++++ Source data ++++

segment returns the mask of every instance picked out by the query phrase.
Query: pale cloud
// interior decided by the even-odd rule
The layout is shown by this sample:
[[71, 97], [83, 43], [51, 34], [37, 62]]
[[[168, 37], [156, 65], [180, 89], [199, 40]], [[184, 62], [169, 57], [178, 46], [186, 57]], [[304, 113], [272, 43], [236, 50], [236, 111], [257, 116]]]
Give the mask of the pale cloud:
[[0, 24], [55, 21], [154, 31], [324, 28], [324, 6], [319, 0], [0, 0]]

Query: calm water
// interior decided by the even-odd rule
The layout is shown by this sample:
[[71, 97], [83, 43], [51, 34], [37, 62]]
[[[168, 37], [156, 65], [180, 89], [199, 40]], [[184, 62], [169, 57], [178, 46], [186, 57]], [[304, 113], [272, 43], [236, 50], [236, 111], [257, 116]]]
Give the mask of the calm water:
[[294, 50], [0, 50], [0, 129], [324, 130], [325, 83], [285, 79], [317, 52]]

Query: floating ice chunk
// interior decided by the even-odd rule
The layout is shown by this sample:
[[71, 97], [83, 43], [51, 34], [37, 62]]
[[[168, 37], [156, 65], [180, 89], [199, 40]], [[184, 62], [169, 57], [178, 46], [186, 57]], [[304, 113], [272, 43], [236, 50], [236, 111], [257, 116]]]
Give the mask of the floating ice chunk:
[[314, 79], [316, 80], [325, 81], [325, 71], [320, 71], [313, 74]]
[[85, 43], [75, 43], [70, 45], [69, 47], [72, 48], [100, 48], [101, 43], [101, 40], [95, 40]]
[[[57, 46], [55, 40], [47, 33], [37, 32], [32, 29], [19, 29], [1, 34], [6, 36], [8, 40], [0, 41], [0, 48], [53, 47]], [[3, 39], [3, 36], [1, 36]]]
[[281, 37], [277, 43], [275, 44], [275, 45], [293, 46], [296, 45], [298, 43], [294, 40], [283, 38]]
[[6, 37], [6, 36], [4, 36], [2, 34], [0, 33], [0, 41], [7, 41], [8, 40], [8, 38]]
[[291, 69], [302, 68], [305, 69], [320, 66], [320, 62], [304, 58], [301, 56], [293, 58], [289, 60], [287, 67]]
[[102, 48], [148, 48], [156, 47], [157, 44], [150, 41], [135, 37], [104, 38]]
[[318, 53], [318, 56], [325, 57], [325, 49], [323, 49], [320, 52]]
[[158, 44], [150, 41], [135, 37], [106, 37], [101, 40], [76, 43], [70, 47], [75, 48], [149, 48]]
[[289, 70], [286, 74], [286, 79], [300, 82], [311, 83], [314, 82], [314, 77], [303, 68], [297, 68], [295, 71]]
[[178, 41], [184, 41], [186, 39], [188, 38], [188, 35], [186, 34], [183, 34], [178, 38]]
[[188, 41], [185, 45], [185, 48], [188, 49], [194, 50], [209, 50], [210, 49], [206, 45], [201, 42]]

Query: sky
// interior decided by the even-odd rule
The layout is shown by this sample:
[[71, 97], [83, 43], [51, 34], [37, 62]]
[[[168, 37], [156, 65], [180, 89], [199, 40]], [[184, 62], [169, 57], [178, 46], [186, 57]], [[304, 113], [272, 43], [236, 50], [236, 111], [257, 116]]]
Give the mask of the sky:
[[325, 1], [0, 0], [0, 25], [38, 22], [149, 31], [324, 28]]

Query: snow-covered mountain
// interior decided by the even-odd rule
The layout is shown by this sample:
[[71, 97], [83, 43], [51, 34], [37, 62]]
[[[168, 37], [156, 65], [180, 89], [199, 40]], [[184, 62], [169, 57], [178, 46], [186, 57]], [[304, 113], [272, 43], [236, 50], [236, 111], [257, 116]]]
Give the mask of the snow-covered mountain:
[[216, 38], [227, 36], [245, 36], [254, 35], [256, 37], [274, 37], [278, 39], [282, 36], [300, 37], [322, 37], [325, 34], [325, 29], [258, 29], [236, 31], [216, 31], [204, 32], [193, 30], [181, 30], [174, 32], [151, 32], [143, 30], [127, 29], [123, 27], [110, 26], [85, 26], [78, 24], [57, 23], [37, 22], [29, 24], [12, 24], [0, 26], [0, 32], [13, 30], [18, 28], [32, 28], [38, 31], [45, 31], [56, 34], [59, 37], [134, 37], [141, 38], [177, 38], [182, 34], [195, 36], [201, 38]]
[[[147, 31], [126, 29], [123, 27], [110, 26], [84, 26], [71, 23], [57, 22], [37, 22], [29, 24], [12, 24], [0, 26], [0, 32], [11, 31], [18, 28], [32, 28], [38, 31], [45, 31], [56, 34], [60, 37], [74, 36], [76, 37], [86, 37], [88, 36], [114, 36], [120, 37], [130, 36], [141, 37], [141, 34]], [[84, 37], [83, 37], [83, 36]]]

++++

Please render the lines above as a Markdown table with the columns "Row" and "Line", numbering each row and skipping blank lines.

**Exercise answer:**
| Row | Line |
|---|---|
| 1 | segment returns the mask of every instance picked out by the query phrase. |
| 2 | Query: pale cloud |
| 3 | // interior decided by the even-odd rule |
| 4 | The layout is shown by this sample: |
| 5 | [[71, 97], [83, 43], [51, 34], [37, 62]] |
| 6 | [[[168, 37], [156, 65], [180, 89], [199, 40]], [[184, 62], [169, 57], [178, 46], [186, 57]], [[304, 113], [272, 43], [236, 50], [236, 111], [257, 116]]] |
| 7 | Give the mask of the pale cloud: |
| 8 | [[0, 24], [55, 21], [154, 31], [324, 28], [324, 6], [319, 0], [0, 0]] |
| 9 | Query: calm water |
| 10 | // interior decided by the even-odd rule |
| 11 | The layout is shown by this sample: |
| 12 | [[71, 97], [83, 43], [51, 34], [37, 62]] |
| 13 | [[[168, 37], [156, 65], [180, 89], [199, 40]], [[184, 62], [169, 57], [178, 46], [186, 57]], [[304, 113], [272, 43], [236, 50], [236, 111], [257, 116]]] |
| 14 | Give the mask of the calm water: |
| 15 | [[294, 50], [0, 50], [0, 129], [324, 130], [325, 83], [285, 79], [317, 52]] |
| 16 | Query: floating ice chunk |
| 17 | // interior decided by the even-odd rule |
| 18 | The layout is shown by this sample: |
| 19 | [[71, 97], [83, 43], [51, 34], [37, 62]] |
| 20 | [[[168, 37], [156, 65], [180, 89], [199, 40]], [[184, 62], [169, 57], [178, 46], [186, 57]], [[304, 113], [272, 43], [236, 50], [236, 111], [257, 116]]] |
| 21 | Give the mask of the floating ice chunk: |
| 22 | [[314, 79], [316, 80], [325, 81], [325, 71], [320, 71], [313, 74]] |
| 23 | [[85, 43], [75, 43], [70, 45], [69, 47], [72, 48], [100, 48], [101, 43], [101, 40], [95, 40]] |
| 24 | [[[57, 46], [55, 40], [47, 33], [37, 32], [32, 29], [19, 29], [1, 34], [6, 36], [8, 40], [0, 41], [0, 48], [53, 47]], [[3, 39], [3, 36], [1, 36]]] |
| 25 | [[281, 37], [277, 43], [275, 44], [275, 45], [293, 46], [296, 45], [298, 43], [294, 40], [283, 38]] |
| 26 | [[6, 37], [6, 36], [4, 36], [2, 34], [0, 33], [0, 41], [7, 41], [8, 40], [8, 38]] |
| 27 | [[291, 69], [302, 68], [305, 69], [320, 66], [320, 62], [304, 58], [301, 56], [293, 58], [289, 60], [287, 67]] |
| 28 | [[102, 48], [148, 48], [156, 47], [157, 44], [150, 41], [135, 37], [104, 38]] |
| 29 | [[318, 53], [318, 56], [325, 57], [325, 49], [323, 49], [320, 52]] |
| 30 | [[158, 44], [150, 41], [135, 37], [106, 37], [101, 40], [76, 43], [70, 47], [75, 48], [149, 48]] |
| 31 | [[289, 70], [286, 74], [286, 79], [300, 82], [311, 83], [314, 82], [314, 77], [303, 68], [297, 68], [295, 71]] |
| 32 | [[178, 41], [184, 41], [186, 39], [188, 38], [188, 35], [186, 34], [183, 34], [178, 38]] |
| 33 | [[188, 41], [185, 45], [185, 48], [188, 49], [194, 50], [209, 50], [210, 49], [206, 45], [201, 42]] |
| 34 | Query: sky |
| 35 | // interior decided by the even-odd rule |
| 36 | The layout is shown by this sample: |
| 37 | [[71, 97], [83, 43], [51, 34], [37, 62]] |
| 38 | [[[168, 37], [156, 65], [180, 89], [199, 40]], [[184, 62], [169, 57], [178, 46], [186, 57]], [[304, 113], [272, 43], [236, 50], [236, 111], [257, 116]]] |
| 39 | Give the mask of the sky: |
| 40 | [[325, 1], [0, 0], [0, 25], [38, 22], [149, 31], [324, 28]] |
| 41 | Query: snow-covered mountain |
| 42 | // interior decided by the even-odd rule |
| 43 | The layout is shown by this sample: |
| 44 | [[71, 97], [83, 43], [51, 34], [37, 62]] |
| 45 | [[[168, 37], [156, 65], [180, 89], [199, 40]], [[184, 62], [169, 57], [178, 46], [186, 57]], [[304, 113], [272, 43], [236, 50], [236, 111], [257, 116]]] |
| 46 | Give the mask of the snow-covered mountain: |
| 47 | [[216, 38], [227, 36], [245, 36], [254, 35], [256, 37], [274, 37], [278, 39], [282, 36], [300, 37], [322, 37], [325, 34], [325, 29], [258, 29], [236, 31], [216, 31], [204, 32], [193, 30], [181, 30], [174, 32], [151, 32], [143, 30], [127, 29], [123, 27], [110, 26], [85, 26], [78, 24], [57, 23], [37, 22], [29, 24], [12, 24], [0, 26], [0, 32], [13, 30], [18, 28], [32, 28], [38, 31], [45, 31], [56, 34], [59, 37], [134, 37], [141, 38], [177, 38], [182, 34], [195, 36], [201, 38]] |
| 48 | [[[147, 31], [126, 29], [123, 27], [110, 26], [84, 26], [71, 23], [57, 22], [37, 22], [29, 24], [12, 24], [0, 26], [0, 32], [11, 31], [18, 28], [32, 28], [38, 31], [45, 31], [56, 34], [60, 37], [74, 36], [76, 37], [86, 37], [88, 36], [114, 36], [120, 37], [130, 36], [141, 37], [141, 34]], [[84, 37], [83, 37], [83, 36]]] |